OBJECTIVE. Report each line of the rows below that contains the word "collar", reproducing every such line in full.

THE INPUT.
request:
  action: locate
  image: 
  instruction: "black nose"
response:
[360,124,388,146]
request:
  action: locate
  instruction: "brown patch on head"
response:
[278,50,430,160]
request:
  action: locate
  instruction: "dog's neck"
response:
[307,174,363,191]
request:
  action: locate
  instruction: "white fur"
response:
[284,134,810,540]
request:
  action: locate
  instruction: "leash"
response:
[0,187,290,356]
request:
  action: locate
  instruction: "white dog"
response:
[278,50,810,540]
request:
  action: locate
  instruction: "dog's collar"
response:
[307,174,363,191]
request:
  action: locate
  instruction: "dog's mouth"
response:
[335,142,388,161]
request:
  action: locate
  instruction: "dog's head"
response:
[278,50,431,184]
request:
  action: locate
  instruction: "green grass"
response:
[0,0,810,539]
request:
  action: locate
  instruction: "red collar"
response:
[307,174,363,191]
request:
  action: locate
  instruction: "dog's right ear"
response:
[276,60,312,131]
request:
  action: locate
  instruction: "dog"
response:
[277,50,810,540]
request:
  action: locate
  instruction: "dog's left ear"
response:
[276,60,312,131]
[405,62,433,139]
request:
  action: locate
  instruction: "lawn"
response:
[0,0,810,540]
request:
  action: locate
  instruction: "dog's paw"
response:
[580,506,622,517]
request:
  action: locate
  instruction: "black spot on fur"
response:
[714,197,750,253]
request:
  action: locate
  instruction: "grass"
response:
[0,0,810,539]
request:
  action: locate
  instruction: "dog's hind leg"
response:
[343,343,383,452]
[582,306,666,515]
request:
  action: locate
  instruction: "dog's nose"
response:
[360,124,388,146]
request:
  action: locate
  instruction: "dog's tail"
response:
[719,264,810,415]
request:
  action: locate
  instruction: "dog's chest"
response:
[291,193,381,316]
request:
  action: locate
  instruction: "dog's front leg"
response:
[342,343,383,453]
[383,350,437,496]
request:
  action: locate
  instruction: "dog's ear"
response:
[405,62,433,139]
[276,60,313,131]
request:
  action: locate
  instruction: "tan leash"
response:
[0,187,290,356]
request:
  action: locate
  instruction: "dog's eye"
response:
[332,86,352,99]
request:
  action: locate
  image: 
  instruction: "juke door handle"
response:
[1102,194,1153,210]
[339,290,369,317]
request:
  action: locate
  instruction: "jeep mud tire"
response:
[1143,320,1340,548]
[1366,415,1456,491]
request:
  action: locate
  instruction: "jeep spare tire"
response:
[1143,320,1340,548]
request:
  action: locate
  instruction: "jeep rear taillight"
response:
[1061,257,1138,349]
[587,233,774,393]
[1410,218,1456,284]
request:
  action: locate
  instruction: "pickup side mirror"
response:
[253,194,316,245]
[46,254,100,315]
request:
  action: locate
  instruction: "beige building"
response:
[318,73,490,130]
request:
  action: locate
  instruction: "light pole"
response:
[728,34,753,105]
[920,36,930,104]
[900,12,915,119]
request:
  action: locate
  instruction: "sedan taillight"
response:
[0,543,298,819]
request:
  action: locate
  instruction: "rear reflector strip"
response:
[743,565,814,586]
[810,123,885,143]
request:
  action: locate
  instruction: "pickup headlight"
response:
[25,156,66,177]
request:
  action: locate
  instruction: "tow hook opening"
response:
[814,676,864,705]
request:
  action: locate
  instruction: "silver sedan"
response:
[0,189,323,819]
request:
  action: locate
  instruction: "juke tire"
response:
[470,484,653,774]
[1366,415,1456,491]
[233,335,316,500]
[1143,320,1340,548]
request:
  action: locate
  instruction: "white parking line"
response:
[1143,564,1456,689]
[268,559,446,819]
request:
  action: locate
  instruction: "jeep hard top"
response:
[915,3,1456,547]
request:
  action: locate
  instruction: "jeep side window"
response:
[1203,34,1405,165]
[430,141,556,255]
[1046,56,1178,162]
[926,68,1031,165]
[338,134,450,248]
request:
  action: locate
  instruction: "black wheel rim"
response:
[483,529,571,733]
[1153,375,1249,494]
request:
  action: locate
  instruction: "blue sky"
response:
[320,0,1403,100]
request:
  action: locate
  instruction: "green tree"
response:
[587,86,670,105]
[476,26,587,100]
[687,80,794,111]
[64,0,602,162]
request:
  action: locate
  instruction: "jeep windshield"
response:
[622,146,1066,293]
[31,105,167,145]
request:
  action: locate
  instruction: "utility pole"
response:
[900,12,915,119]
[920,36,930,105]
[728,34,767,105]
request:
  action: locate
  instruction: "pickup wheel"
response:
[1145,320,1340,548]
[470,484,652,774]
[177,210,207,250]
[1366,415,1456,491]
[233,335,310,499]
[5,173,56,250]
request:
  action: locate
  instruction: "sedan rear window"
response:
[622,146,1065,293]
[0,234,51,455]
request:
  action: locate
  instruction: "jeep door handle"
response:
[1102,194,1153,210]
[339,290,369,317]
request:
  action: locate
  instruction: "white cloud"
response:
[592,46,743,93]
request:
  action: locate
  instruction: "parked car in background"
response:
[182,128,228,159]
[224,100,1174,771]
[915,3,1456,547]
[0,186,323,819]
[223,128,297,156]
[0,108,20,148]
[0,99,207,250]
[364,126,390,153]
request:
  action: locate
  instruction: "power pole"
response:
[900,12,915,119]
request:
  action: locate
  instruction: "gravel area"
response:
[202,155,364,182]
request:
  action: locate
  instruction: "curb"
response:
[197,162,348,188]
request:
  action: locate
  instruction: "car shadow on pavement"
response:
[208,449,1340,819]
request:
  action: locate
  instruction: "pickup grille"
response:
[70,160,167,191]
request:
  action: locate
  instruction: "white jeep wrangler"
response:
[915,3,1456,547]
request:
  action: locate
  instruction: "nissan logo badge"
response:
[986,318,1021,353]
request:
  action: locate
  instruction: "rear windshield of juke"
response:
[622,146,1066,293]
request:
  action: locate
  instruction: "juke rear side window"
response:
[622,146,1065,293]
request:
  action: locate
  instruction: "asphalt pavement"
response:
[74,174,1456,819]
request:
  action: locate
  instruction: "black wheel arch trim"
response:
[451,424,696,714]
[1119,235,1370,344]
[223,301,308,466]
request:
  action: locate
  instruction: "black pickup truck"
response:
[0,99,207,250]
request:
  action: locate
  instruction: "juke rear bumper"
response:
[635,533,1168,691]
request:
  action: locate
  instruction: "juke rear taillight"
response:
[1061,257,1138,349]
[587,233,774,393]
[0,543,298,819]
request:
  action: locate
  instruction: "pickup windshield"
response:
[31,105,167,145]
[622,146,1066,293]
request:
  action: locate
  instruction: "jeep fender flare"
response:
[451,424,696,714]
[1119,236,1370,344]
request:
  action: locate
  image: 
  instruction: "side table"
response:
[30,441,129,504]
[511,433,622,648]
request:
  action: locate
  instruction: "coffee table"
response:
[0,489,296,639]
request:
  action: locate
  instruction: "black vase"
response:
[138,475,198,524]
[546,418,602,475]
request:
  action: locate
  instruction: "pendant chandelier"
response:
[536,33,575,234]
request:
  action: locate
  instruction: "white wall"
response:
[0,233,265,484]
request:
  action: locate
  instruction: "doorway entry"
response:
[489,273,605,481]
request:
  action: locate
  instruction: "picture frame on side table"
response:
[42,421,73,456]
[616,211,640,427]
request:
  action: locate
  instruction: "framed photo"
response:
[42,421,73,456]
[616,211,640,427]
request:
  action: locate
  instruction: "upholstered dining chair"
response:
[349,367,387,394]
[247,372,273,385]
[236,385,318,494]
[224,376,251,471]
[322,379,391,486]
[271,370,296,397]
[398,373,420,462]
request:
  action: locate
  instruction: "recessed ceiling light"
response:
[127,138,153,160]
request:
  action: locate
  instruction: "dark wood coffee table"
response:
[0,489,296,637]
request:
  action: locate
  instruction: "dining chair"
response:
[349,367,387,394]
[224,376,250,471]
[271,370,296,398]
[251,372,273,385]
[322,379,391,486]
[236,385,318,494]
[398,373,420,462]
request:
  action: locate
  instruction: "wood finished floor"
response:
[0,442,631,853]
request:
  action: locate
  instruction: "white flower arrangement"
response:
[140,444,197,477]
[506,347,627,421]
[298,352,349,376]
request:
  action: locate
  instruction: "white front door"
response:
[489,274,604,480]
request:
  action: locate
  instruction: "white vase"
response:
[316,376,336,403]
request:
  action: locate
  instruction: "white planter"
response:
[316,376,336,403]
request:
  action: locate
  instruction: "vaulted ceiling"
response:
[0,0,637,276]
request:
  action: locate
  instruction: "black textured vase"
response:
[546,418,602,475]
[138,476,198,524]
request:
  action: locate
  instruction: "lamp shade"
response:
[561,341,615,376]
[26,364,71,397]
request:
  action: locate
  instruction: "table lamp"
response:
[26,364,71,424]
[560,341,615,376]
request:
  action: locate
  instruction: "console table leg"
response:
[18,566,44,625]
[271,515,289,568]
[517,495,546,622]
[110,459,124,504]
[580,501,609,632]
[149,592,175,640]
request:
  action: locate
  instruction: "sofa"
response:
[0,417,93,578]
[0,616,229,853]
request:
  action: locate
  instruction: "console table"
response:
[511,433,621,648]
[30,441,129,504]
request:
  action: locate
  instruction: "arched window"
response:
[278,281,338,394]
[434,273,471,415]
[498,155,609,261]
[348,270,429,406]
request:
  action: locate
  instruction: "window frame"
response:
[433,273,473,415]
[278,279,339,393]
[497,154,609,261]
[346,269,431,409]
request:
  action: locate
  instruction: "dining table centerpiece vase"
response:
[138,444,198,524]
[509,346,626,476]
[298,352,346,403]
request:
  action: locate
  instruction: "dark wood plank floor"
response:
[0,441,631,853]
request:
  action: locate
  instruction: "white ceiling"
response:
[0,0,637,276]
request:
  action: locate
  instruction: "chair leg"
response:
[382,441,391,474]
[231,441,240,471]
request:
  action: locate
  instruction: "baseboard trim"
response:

WRITTEN ANSWER.
  instruction: "dog's collar"
  instruction: "red collar"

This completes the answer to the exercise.